Render the items as a Markdown table with the columns Row and Line text, numbering each row and skipping blank lines. Begin at the first line of the items and stop after the line that contains "132L36 159L46 159L47".

========

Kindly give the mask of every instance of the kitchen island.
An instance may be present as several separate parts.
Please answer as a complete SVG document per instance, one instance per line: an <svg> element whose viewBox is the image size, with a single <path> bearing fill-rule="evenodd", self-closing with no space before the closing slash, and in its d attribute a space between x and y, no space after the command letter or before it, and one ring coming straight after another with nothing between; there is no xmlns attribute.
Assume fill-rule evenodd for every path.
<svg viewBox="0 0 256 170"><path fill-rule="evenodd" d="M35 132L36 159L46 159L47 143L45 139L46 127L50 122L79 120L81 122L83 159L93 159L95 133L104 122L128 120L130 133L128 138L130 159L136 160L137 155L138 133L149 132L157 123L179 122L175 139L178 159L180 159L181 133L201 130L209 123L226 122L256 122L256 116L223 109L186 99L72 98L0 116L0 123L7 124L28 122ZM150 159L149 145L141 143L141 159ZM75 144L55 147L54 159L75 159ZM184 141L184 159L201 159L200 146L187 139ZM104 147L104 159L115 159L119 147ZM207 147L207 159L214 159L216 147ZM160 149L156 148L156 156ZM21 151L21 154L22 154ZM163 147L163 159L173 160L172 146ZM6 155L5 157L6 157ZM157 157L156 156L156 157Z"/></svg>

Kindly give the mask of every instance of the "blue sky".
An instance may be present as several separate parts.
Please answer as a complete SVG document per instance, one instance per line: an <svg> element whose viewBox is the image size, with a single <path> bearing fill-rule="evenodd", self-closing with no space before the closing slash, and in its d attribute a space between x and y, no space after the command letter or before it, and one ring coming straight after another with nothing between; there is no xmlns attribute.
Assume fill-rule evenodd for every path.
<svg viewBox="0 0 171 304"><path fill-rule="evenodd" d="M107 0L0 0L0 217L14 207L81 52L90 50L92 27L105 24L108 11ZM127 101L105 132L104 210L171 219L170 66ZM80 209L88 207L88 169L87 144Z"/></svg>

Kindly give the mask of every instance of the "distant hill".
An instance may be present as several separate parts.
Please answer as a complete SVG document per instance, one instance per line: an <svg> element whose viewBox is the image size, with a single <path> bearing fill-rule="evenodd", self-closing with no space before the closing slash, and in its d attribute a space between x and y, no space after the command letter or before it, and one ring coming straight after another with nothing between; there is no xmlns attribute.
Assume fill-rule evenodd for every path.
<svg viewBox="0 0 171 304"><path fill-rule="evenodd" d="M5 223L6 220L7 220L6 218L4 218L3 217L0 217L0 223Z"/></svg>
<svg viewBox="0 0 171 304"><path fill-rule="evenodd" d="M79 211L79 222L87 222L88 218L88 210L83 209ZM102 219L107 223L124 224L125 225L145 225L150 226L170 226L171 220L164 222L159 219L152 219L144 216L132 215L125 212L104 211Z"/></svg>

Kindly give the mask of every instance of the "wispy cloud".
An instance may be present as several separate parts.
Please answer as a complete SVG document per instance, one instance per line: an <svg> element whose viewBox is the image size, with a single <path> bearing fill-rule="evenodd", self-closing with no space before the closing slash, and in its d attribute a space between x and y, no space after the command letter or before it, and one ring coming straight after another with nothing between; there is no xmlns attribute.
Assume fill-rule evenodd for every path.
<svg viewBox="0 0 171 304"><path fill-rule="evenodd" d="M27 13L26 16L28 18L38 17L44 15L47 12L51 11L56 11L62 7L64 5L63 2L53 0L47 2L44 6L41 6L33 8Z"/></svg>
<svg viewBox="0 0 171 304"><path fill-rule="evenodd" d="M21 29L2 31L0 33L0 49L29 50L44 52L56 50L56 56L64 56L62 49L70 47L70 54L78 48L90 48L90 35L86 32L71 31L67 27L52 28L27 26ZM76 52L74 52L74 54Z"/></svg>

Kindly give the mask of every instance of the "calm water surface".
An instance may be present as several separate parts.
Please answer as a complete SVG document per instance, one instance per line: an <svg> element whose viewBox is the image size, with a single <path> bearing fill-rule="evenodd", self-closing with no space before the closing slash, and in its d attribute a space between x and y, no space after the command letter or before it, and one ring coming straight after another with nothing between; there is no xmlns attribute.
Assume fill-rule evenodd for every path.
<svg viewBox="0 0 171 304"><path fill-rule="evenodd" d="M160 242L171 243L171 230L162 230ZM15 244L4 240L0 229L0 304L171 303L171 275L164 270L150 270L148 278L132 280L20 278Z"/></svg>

========

### Output
| Row | Line text |
|---|---|
| 1 | Kindly give the mask of every instance of the kitchen island. |
| 2 | An instance may be present as several separate parts. |
| 3 | Please answer as a complete SVG document per instance, one instance per line: an <svg> element whose viewBox is the image size, with a single <path> bearing fill-rule="evenodd", self-closing with no space before the closing slash, and in its d attribute a space between x and y, no space after the command letter or before it, and one ring coming straight after another with nothing between; there is no xmlns attribute. |
| 4 | Assume fill-rule evenodd for every path. |
| 5 | <svg viewBox="0 0 256 170"><path fill-rule="evenodd" d="M35 132L36 159L46 159L47 143L45 139L46 127L50 122L79 120L81 122L83 159L93 159L95 133L104 122L128 120L130 133L128 138L130 159L136 160L137 155L138 133L149 132L157 123L179 122L175 139L178 159L180 159L181 133L201 130L209 123L226 122L256 122L256 116L223 109L186 99L72 98L0 116L0 123L7 124L28 122ZM150 159L149 145L141 143L141 159ZM75 144L55 147L54 159L75 159ZM184 141L184 159L201 159L200 146L187 139ZM104 147L104 159L115 159L119 147ZM207 147L207 159L214 159L216 147ZM160 149L156 148L156 156ZM21 151L21 154L22 154ZM163 147L163 159L173 160L172 146ZM6 155L5 157L6 157ZM157 157L156 156L156 157Z"/></svg> |